TESTO ESTRATTO ▸
Un altro approccio all’immigrazione
Capitolo immigrazione. La “vecchia, nuova” crisi che ancora una volta attanaglia l’Italia, e l’Europa intera, quella cui anelano le migliaia di migranti che da giorni, settimane e mesi arrivano senza soluzione di continuità a Lampedusa. Che fare? E che dire, lo sollecita Open, della risposta che sta mettendo in campo da Cutro in poi il governo di Giorgia Meloni (atteso lunedì da un Cdm che si prevede denso di novità in proposito)? La si può definire “umana”, come Zuppi ha più volte in passato auspicato sia la politica sui migranti dell’Italia? «Qualche volta mettiamo in discussione i diritti, quelli fondamentali», risponde Zuppi, «e questo è sempre pericoloso, per tutti». Se a misurarsi a fatica con la sfida epocale dell’immigrazione, ricorda il Cardinale, sono da 40 anni governi di ogni colore («giallo, rosso, verde, con varie soluzioni cromatiche, scherza»), ebbene oggi «ci si ritrova ancora in una situazione che fa una certa fatica a oggettivizzare il problema e a trovare dei meccanismi risolutivi. E oggettivamente è un problema che non può non avere collaborazione vera dell’Europa». Quale sarebbe dunque, anche qui, la via maestra? Tanto semplice quanto difficile. La questione «si risolve con la legalità, con dei flussi regolati, garantendo l’arrivo dignitoso, umano, come si può fare, e mettendo a punto quei meccanismi istituzionali che lo consentano». Se la stessa Confindustria lamenta, in Emilia-Romagna o altrove, problemi di manodopera, o il mondo della sanità la carenza degli infermieri, beh, forse allora la soluzione si può davvero trovare, ricorda Zuppi. Quello che non è e non può essere accettato, poco ma sicuro, è l’atteggiamento di chi – in Italia o altrove – si professa cristiano ma poi mostra chiusura e paura verso il diverso. «Incompatibilità strutturale», scandisce il Cardinale ricordando l’essenza del messaggio biblico: «Ama il prossimo tuo. Punto. Non è previsto scegliere “quale” prossimo». Che significa questo imperativo, calato nella sfida odierna delle migrazioni? Per citare un azzeccato slogan di una campagna della Caritas, richiama Zuppi, essere «liberi di partire, liberi di restare». Chi sa di poter trovare istruzione e lavoro nel posto dove ha le radici, ricorda il Cardinale, in genere resta. Ma a tutti resta un unico dovere: stare vicino a chi ha bisogno. «Saremo giudicati su questo: avevo fame, mi hai dato da mangiare».

CONSEGNA 1 ▸ Secondo il testo estratto, da quanti anni i governi di ogni colore si misurano con la sfida dell'immigrazione?
CONSEGNA 2 ▸ Elenca tutti i colori di governo che Zuppi cita scherzando nel testo estratto.
CONSEGNA 3 ▸ Spiega perché, nel testo estratto, Zuppi definisce una «incompatibilità strutturale» l'atteggiamento di chi si professa cristiano ma mostra chiusura e paura verso il diverso.
I record non hanno alcun legame con il testo estratto.

RECORD ▸

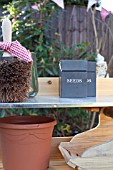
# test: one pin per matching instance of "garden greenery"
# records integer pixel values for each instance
(32, 28)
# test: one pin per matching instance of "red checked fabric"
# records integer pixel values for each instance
(16, 49)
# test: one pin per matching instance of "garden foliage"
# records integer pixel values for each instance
(32, 28)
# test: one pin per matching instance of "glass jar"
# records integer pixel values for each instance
(34, 81)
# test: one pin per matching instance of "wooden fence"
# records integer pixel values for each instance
(74, 25)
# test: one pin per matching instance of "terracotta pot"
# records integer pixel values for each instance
(26, 142)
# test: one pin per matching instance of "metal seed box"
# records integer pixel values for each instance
(73, 78)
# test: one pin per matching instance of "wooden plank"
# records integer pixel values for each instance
(49, 86)
(57, 162)
(102, 133)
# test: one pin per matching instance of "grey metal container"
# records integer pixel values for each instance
(91, 79)
(73, 78)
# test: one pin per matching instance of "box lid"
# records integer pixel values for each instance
(91, 66)
(73, 65)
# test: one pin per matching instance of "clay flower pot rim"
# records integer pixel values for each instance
(26, 122)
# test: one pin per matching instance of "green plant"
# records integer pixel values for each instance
(77, 2)
(76, 52)
(31, 28)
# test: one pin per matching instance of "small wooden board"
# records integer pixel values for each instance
(92, 149)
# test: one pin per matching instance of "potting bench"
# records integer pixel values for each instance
(48, 97)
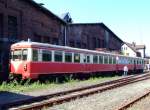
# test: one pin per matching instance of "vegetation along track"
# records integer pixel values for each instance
(60, 97)
(137, 98)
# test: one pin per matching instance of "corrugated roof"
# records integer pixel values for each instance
(44, 10)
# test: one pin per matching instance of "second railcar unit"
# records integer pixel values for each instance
(31, 59)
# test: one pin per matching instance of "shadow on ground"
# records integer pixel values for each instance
(9, 99)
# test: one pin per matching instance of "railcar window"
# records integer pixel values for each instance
(110, 60)
(101, 59)
(12, 53)
(17, 54)
(114, 60)
(95, 59)
(68, 57)
(58, 56)
(35, 55)
(46, 55)
(24, 54)
(77, 58)
(105, 59)
(88, 58)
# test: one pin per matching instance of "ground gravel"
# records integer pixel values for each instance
(68, 86)
(6, 97)
(108, 100)
(144, 104)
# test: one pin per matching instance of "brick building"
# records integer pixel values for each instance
(92, 36)
(23, 19)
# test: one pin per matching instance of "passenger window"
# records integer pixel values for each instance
(35, 55)
(17, 55)
(101, 59)
(105, 59)
(68, 57)
(24, 54)
(114, 60)
(110, 60)
(46, 55)
(77, 58)
(58, 56)
(88, 58)
(95, 59)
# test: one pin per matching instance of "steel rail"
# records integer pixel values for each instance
(107, 85)
(133, 101)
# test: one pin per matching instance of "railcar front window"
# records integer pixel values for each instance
(24, 54)
(17, 55)
(35, 55)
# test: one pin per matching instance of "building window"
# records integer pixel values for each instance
(98, 43)
(55, 41)
(12, 27)
(72, 44)
(94, 43)
(1, 25)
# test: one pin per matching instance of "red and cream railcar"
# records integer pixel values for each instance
(31, 59)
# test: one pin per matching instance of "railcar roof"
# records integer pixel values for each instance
(26, 43)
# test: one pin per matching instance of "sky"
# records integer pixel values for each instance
(128, 19)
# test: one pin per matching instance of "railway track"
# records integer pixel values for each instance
(60, 97)
(129, 103)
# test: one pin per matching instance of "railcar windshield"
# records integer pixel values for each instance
(19, 54)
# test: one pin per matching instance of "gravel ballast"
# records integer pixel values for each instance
(108, 100)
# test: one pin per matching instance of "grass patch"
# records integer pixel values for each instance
(19, 87)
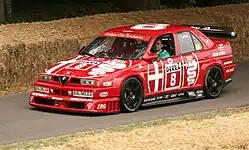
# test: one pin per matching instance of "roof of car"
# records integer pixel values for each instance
(149, 29)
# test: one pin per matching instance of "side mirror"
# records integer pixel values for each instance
(151, 57)
(82, 48)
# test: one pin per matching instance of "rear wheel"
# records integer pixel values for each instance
(214, 82)
(131, 95)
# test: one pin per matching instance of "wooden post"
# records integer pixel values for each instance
(5, 10)
(8, 9)
(2, 11)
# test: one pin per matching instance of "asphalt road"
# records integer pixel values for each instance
(19, 122)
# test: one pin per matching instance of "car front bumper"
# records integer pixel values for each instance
(73, 104)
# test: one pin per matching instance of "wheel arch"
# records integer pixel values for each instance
(206, 67)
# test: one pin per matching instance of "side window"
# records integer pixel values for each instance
(185, 41)
(197, 43)
(164, 42)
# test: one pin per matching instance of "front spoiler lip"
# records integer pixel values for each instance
(92, 103)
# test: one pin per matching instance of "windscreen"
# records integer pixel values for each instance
(116, 47)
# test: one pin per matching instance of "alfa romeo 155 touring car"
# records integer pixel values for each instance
(127, 67)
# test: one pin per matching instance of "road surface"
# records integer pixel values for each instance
(19, 122)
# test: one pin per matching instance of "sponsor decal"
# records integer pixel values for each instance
(107, 83)
(89, 105)
(150, 26)
(192, 70)
(107, 66)
(57, 98)
(81, 99)
(103, 94)
(228, 62)
(221, 51)
(171, 75)
(230, 70)
(127, 35)
(101, 106)
(40, 94)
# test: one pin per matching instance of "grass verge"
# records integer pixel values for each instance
(28, 48)
(219, 129)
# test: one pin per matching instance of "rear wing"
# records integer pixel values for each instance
(216, 31)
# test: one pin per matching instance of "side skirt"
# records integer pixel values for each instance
(173, 97)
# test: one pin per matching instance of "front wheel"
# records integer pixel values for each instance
(131, 95)
(214, 82)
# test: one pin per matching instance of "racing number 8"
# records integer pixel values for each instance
(173, 79)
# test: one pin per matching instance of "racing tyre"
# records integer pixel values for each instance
(214, 82)
(131, 96)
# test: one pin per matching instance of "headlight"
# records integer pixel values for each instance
(41, 89)
(46, 77)
(83, 94)
(89, 82)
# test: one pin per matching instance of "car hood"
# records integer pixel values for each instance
(86, 66)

RISULTATO 1 ▸ Da 40 anni.

RISULTATO 2 ▸ Giallo, rosso, verde.

RISULTATO 3 ▸ Perché il messaggio biblico impone di amare il prossimo senza eccezioni: «Ama il prossimo tuo. Punto». Non è previsto scegliere «quale» prossimo, quindi la chiusura verso il diverso contraddice l'essenza di quel messaggio.